Requirement A
Name every person mentioned in the McMahon murder passage.
Requirement B
Reproduce the McMahon murder passage word for word, starting with "Scandal erupted following" and going on through "the defendants' favor.".
Requirement C
In the McMahon murder passage, render this sentence into Spanish: "The body was discovered dumped on a "lonely road" in the Morena district north of Old Town."

+++ Document text

Scandal erupted following the trial of Thomas Johnson and Hugh McGovern for the murder of McMahon, with allegations that San Diego District Attorney Chester C. Kempley and his assistant, C. Guy Selleck, took a $40,000 bribe to rig the evidence in the defendants' favor.

According to sensational newspaper reports, the killing took place in a bungalow "discovered to be a combined arsenal and charnel house, with pistols, shotguns and blood-stained clothing and rugs scattered or hidden within." The body was discovered dumped on a "lonely road" in the Morena district north of Old Town. Since both the defendants and the victim were originally from Chicago, it was suggested that the slaying was mob-related.

++++++
+++ Data listing

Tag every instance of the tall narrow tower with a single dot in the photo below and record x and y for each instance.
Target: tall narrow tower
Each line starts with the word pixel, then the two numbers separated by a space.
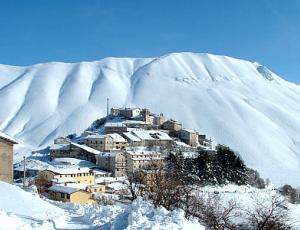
pixel 107 106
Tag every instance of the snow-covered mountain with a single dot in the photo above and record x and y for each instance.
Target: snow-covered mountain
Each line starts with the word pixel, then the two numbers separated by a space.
pixel 236 102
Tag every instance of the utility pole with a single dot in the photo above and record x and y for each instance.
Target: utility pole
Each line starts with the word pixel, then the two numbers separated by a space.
pixel 107 106
pixel 24 174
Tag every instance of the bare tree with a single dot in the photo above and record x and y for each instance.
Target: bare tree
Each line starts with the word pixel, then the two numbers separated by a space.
pixel 135 183
pixel 215 213
pixel 269 214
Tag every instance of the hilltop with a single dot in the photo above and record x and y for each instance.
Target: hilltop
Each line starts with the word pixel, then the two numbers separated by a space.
pixel 238 103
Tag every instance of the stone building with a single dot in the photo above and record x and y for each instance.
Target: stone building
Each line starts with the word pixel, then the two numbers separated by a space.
pixel 115 127
pixel 172 125
pixel 99 142
pixel 68 175
pixel 137 160
pixel 74 150
pixel 158 119
pixel 69 194
pixel 114 162
pixel 190 137
pixel 6 157
pixel 126 112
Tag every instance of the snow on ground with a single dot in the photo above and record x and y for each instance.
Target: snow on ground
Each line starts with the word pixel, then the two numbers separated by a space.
pixel 236 102
pixel 25 208
pixel 22 210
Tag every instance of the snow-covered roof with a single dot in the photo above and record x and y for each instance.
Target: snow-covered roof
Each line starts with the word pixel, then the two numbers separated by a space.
pixel 131 137
pixel 86 148
pixel 59 146
pixel 94 136
pixel 109 154
pixel 151 135
pixel 8 138
pixel 32 164
pixel 109 179
pixel 117 137
pixel 114 124
pixel 189 130
pixel 142 152
pixel 68 161
pixel 63 180
pixel 63 189
pixel 117 186
pixel 64 171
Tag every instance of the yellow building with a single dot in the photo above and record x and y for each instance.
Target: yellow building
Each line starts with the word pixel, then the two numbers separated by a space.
pixel 137 160
pixel 65 175
pixel 6 158
pixel 69 194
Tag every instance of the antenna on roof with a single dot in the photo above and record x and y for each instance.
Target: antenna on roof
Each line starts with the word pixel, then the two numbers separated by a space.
pixel 107 106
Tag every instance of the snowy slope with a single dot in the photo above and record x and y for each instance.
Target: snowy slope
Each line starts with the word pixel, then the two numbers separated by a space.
pixel 23 208
pixel 236 102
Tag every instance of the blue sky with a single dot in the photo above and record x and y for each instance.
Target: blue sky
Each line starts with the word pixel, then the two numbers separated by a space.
pixel 267 31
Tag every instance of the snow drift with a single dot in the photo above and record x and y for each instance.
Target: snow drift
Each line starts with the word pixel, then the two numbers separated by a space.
pixel 236 102
pixel 23 210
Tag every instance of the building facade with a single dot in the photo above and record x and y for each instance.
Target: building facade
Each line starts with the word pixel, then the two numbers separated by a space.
pixel 114 162
pixel 190 137
pixel 6 158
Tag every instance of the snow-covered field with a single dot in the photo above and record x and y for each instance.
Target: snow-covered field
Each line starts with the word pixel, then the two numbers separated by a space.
pixel 22 210
pixel 236 102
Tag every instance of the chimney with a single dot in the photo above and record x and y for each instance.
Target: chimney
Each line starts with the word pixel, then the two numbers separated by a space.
pixel 107 106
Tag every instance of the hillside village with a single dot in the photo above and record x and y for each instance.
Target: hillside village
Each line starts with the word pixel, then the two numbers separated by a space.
pixel 95 164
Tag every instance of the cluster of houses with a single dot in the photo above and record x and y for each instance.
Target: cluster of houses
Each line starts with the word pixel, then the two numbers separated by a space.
pixel 130 139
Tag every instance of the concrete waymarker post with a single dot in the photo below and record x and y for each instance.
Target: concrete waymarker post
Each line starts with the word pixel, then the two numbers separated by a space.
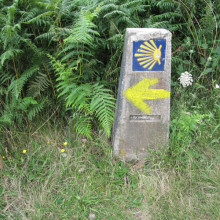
pixel 143 102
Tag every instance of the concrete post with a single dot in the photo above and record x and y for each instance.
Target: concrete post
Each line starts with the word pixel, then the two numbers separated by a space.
pixel 143 102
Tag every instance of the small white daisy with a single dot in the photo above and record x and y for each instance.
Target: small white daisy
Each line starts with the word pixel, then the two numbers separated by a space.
pixel 186 79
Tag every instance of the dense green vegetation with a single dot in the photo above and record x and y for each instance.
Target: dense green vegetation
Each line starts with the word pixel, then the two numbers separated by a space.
pixel 59 70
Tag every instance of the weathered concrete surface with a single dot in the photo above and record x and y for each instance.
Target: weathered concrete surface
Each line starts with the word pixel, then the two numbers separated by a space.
pixel 143 103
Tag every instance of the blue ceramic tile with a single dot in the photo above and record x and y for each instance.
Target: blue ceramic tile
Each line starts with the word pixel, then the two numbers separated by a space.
pixel 149 55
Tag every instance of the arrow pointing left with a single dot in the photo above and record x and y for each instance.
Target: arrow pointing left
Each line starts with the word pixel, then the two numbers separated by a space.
pixel 140 92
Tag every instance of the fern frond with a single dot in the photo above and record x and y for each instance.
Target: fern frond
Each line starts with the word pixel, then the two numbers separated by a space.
pixel 102 104
pixel 36 109
pixel 40 84
pixel 83 124
pixel 18 84
pixel 9 54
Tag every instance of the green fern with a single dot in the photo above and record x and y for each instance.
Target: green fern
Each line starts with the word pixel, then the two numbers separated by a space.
pixel 18 84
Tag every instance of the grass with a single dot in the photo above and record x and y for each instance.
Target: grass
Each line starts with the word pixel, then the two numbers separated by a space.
pixel 181 181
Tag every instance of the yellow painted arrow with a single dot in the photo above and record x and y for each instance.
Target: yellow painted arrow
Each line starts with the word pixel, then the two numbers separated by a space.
pixel 139 92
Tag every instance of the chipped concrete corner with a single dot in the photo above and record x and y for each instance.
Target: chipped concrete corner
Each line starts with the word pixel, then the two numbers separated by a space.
pixel 143 102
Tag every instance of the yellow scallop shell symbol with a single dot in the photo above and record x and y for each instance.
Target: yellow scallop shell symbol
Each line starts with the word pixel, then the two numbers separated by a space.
pixel 149 54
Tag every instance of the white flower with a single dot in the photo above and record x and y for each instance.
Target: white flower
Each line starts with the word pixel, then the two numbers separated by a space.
pixel 63 154
pixel 91 216
pixel 186 79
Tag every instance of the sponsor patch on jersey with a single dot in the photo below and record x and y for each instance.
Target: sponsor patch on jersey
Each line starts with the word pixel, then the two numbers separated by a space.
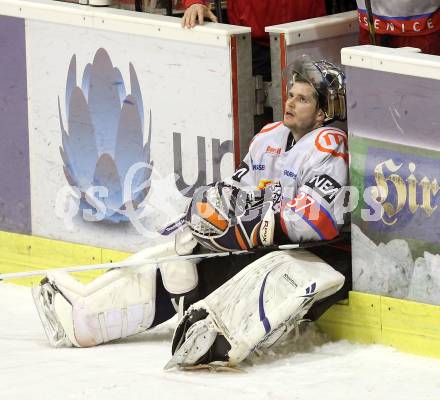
pixel 273 150
pixel 329 140
pixel 325 186
pixel 242 170
pixel 290 174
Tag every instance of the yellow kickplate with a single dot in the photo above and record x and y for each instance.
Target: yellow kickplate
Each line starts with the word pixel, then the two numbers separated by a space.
pixel 20 253
pixel 366 318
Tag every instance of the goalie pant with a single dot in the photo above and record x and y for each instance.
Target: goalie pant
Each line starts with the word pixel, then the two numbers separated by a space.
pixel 121 302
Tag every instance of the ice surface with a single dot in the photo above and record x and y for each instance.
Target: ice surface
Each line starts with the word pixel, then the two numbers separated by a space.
pixel 312 367
pixel 388 269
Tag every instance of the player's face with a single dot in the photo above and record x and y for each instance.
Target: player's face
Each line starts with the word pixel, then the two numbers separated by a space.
pixel 302 114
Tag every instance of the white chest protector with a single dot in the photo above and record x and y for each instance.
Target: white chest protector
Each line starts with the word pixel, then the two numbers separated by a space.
pixel 312 173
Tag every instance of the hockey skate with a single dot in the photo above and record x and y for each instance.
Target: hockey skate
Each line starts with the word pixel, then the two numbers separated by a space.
pixel 44 299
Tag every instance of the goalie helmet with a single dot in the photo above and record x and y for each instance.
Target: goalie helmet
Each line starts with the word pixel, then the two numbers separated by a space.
pixel 327 79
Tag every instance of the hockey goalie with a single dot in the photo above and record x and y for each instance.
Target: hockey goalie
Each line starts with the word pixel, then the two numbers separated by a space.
pixel 288 189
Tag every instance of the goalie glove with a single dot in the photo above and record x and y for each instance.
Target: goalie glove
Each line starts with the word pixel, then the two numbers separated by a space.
pixel 256 308
pixel 225 218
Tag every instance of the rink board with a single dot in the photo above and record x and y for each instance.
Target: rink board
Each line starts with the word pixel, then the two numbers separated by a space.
pixel 87 93
pixel 408 326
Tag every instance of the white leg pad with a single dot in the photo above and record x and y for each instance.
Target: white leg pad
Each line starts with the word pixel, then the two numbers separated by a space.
pixel 268 298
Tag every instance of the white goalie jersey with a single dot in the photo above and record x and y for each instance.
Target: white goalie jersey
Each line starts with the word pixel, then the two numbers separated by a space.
pixel 312 172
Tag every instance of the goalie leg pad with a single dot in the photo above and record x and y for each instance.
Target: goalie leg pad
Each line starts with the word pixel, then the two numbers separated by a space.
pixel 267 299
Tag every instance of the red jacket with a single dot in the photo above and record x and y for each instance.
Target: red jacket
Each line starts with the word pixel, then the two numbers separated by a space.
pixel 261 13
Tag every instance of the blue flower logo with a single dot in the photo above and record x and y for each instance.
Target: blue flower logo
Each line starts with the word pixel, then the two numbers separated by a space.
pixel 103 149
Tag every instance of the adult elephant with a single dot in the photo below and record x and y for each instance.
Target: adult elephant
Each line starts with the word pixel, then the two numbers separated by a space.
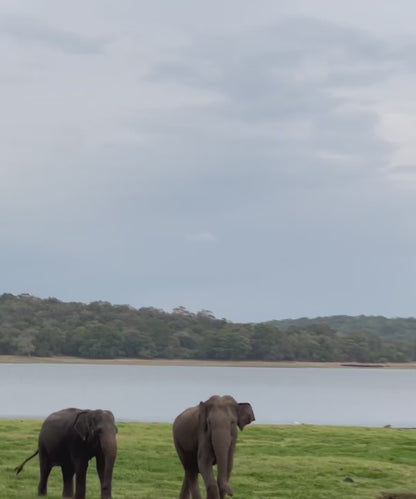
pixel 206 435
pixel 70 438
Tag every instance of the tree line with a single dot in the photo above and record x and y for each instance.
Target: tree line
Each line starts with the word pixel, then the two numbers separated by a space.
pixel 50 327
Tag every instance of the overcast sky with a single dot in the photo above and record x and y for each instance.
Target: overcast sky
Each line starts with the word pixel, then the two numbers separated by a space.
pixel 255 159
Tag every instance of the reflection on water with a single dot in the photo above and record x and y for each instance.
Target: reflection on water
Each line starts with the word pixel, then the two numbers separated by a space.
pixel 333 396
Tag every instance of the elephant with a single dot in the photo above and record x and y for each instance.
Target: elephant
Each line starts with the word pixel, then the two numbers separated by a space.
pixel 70 438
pixel 206 435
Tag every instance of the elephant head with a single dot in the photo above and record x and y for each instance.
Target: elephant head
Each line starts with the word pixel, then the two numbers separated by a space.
pixel 219 418
pixel 97 430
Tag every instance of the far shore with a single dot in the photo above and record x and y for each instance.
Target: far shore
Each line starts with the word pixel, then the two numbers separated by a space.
pixel 23 359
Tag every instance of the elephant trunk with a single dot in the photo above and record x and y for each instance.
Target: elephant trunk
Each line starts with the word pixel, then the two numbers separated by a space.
pixel 105 467
pixel 221 443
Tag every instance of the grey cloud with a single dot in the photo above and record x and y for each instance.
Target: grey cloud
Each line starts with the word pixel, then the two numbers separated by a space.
pixel 29 30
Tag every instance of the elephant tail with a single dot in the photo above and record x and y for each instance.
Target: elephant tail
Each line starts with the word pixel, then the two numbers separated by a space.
pixel 19 468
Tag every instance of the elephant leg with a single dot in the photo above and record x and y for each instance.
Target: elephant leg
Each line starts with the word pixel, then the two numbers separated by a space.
pixel 81 480
pixel 68 479
pixel 205 468
pixel 193 485
pixel 45 469
pixel 190 486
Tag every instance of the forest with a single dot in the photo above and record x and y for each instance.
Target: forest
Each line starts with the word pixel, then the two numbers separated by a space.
pixel 49 327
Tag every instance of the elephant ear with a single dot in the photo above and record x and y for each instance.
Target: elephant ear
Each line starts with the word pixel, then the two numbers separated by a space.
pixel 82 425
pixel 203 425
pixel 245 414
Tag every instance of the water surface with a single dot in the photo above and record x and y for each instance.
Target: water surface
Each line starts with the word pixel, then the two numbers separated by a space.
pixel 331 396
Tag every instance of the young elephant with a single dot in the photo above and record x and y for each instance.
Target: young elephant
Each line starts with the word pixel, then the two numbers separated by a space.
pixel 69 439
pixel 206 435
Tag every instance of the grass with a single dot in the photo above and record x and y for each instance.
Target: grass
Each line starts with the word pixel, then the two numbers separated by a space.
pixel 271 462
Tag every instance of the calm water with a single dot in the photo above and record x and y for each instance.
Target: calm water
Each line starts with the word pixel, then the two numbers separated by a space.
pixel 349 396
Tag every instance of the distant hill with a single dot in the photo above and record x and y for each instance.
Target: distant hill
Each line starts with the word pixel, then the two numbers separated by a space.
pixel 49 327
pixel 397 328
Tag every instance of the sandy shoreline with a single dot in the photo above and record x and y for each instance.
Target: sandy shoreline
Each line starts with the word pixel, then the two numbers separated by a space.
pixel 15 359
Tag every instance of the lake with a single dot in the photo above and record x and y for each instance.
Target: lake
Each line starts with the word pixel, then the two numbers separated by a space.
pixel 324 396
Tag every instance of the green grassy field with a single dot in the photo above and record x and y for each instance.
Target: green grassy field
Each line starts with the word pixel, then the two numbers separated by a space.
pixel 271 462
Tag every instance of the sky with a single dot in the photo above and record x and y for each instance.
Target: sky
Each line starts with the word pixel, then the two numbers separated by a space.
pixel 253 159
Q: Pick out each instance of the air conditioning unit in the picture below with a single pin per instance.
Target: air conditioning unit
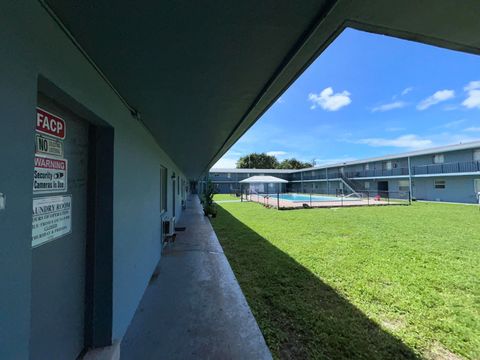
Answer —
(169, 226)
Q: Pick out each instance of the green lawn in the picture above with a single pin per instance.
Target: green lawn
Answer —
(392, 282)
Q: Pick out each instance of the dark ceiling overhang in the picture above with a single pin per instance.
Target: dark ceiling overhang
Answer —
(200, 73)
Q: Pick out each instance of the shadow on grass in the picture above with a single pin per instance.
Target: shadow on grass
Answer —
(300, 316)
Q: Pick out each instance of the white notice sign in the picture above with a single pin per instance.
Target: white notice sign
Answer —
(48, 146)
(50, 175)
(52, 218)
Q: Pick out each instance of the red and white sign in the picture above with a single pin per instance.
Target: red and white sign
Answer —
(50, 124)
(49, 175)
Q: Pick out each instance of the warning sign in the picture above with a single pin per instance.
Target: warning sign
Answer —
(48, 146)
(50, 124)
(50, 175)
(52, 218)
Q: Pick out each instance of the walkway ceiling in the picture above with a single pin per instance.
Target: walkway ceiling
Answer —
(200, 73)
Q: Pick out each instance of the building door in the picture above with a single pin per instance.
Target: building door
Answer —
(59, 234)
(173, 196)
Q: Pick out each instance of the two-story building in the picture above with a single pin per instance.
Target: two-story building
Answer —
(448, 173)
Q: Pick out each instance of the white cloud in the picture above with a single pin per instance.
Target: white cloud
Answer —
(328, 100)
(405, 141)
(439, 96)
(473, 129)
(277, 153)
(473, 99)
(472, 85)
(394, 129)
(225, 163)
(389, 106)
(453, 124)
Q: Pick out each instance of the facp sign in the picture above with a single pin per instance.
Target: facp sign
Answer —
(50, 124)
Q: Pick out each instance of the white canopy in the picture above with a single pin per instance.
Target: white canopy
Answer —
(263, 179)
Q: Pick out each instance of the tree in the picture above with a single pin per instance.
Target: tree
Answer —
(257, 161)
(293, 164)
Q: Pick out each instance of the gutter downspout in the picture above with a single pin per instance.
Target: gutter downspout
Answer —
(328, 184)
(410, 178)
(301, 178)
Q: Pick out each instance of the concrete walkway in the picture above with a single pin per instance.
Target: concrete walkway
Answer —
(194, 309)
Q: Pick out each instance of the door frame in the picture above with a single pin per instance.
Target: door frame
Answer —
(99, 247)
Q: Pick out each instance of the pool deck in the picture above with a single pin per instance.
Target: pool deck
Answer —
(285, 204)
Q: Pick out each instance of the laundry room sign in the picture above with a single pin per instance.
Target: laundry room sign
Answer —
(51, 218)
(49, 175)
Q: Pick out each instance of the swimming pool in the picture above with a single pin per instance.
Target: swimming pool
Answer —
(307, 198)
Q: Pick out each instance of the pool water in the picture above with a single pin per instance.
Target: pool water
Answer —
(307, 198)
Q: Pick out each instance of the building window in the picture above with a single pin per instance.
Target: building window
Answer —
(439, 184)
(438, 159)
(403, 185)
(476, 155)
(163, 189)
(476, 185)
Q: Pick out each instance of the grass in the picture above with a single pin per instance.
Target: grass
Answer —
(221, 197)
(359, 283)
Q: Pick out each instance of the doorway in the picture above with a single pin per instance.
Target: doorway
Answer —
(383, 186)
(59, 233)
(72, 250)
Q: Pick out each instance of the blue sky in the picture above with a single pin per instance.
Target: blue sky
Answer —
(369, 95)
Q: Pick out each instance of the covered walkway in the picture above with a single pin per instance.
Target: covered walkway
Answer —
(194, 308)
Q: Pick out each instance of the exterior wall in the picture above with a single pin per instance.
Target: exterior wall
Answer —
(34, 46)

++++++

Response box A
Thomas Johnson
Hugh McGovern
McMahon
Chester C. Kempley
C. Guy Selleck

Response box B
Scandal erupted following the trial of Thomas Johnson and Hugh McGovern for the murder of McMahon, with allegations that San Diego District Attorney Chester C. Kempley and his assistant, C. Guy Selleck, took a $40,000 bribe to rig the evidence in the defendants' favor.

Response box C
El cuerpo fue hallado abandonado en un "camino solitario" en el distrito de Morena, al norte de Old Town.